Activity:
Determine how many lines below contain the string "hazy" and give that number without anything else.

Dataset excerpts:
########
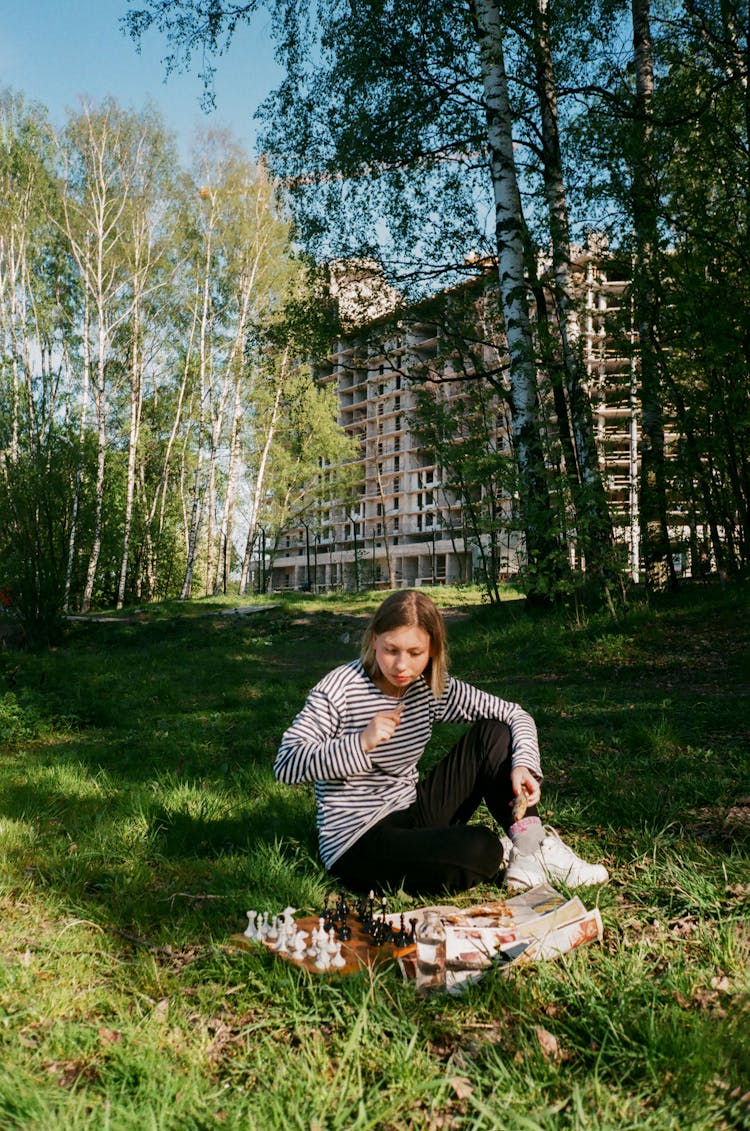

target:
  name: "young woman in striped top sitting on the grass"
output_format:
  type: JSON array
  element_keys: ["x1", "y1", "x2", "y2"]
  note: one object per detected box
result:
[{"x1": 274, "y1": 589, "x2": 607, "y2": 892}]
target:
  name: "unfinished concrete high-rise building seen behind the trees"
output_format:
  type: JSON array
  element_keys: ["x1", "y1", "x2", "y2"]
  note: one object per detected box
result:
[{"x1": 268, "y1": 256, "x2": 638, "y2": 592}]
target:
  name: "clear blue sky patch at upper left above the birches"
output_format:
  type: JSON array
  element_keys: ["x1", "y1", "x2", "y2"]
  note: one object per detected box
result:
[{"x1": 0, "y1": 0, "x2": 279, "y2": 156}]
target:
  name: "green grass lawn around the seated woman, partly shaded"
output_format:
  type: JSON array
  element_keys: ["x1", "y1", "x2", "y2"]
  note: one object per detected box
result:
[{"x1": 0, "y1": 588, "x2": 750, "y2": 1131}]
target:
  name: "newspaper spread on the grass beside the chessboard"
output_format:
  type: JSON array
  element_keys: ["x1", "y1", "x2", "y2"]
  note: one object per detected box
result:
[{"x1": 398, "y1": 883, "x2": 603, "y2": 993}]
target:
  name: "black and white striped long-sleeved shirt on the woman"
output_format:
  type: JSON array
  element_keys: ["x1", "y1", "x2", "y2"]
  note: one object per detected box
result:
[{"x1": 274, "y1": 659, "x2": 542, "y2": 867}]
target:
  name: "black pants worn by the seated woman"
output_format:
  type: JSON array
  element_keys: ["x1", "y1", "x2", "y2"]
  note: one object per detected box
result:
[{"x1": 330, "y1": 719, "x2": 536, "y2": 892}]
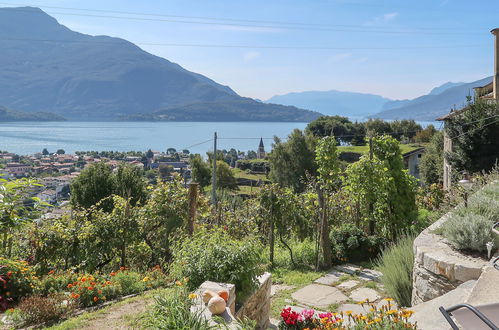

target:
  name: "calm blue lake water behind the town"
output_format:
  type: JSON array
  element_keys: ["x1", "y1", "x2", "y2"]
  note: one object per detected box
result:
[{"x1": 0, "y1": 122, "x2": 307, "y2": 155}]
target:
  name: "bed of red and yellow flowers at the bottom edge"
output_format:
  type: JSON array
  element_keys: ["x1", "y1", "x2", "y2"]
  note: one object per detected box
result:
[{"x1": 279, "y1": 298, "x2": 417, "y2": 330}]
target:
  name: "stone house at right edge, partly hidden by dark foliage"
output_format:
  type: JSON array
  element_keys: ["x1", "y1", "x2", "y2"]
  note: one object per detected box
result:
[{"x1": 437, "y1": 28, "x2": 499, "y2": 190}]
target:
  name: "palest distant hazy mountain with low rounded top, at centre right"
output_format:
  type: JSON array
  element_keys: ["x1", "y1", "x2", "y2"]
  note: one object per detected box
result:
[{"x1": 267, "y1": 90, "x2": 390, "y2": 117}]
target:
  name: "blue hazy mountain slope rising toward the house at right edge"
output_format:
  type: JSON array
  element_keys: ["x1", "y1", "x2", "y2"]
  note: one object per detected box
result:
########
Exercise output:
2